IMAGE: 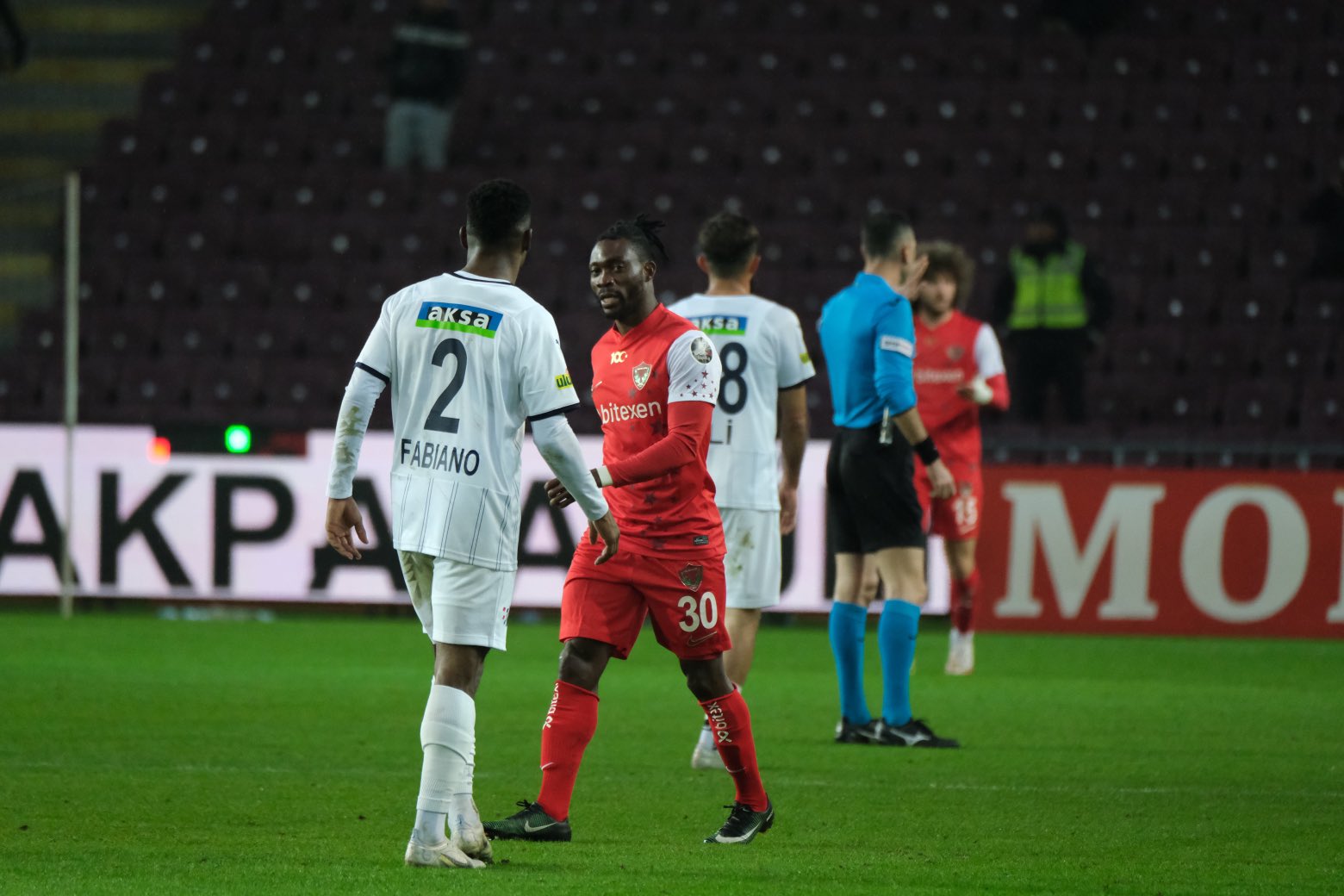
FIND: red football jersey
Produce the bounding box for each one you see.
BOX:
[593,305,725,557]
[914,310,1008,464]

▶ [WHAT YOU NEED TO DO] Update the records above by replacing "jersey" with "shirt" wherever it occurs, keeping everything else unchanged. Leave the pictures out of the answer.

▶ [RESULT]
IMAGE: 
FIND: red football shirt
Produce the bounding box for each one you see.
BOX:
[593,305,725,557]
[914,310,1008,464]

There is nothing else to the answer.